- PASSAGE GIVEN:
┌──

The Consultative Council also came to life about a year after in the light of the emerging conditions affecting the country after the war.
Saudi cultural and religious views stigmatize any reference to "Constitution" other than the Qur'an and the practice of Muhammad. Article 1 of the Basic Law emphasize that "God's Book (Qur'an) and the Sunna of his Prophet (Muhammad), are its (Saudi Arabia) constitution". Prince Talal bin Abdul Aziz said that there cannot be "a constitution, a regulation, or a law that runs counter to the Islamic Sharia" in Saudi Arabia.
Articles of the Basic Law of Governance
Article 1 states that "God's Book and the Sunna of His Prophet" are the country's constitution and Arabic is the official language with the capital at Riyadh.
Article 7 proclaims the rights of the monarch. Next, per Article 8, "justice, consultation, and equality" shall be in accordance with Sharia.
Article 9 states that all members of each family in Saudi Arabia shall be reared "on the basis of the Islamic faith."
Article 18 guards the private property of citizens.
Article 21 calls for an "alms tax".

└──

- DATA:
┌──

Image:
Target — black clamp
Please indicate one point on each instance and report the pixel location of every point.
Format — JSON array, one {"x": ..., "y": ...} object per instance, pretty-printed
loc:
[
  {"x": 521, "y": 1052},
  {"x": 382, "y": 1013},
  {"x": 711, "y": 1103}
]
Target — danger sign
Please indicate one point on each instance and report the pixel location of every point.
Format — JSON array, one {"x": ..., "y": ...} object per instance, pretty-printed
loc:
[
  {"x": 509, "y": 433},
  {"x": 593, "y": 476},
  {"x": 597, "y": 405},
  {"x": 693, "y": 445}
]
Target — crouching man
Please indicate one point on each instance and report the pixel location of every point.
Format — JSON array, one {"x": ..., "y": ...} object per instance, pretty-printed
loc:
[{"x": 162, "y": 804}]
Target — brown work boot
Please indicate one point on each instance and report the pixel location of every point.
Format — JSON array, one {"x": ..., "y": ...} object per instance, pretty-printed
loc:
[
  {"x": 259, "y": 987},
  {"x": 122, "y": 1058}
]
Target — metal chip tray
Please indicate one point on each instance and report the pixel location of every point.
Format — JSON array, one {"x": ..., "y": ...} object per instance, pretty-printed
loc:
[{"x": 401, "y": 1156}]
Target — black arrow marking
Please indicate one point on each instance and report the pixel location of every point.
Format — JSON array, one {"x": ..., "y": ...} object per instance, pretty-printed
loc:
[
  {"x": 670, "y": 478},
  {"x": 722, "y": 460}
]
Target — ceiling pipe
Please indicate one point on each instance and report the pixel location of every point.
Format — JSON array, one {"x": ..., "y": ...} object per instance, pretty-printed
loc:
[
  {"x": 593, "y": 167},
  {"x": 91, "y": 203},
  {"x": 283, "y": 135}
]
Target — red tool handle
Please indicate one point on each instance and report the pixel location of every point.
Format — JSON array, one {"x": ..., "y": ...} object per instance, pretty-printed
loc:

└──

- TO-DO LIST:
A - Please return, word for word, the part of the Basic Law passage that opens with the words containing "Saudi cultural and" and closes with "in Saudi Arabia.".
B - Answer these questions from the passage on Saudi Arabia's Basic Law:
(i) Which city is named as the capital?
(ii) Which article guards the private property of citizens?
(iii) What does Article 21 call for?

- TASK RESULTS:
A -
Saudi cultural and religious views stigmatize any reference to "Constitution" other than the Qur'an and the practice of Muhammad. Article 1 of the Basic Law emphasize that "God's Book (Qur'an) and the Sunna of his Prophet (Muhammad), are its (Saudi Arabia) constitution". Prince Talal bin Abdul Aziz said that there cannot be "a constitution, a regulation, or a law that runs counter to the Islamic Sharia" in Saudi Arabia.

B -
(i) Riyadh
(ii) Article 18
(iii) An "alms tax"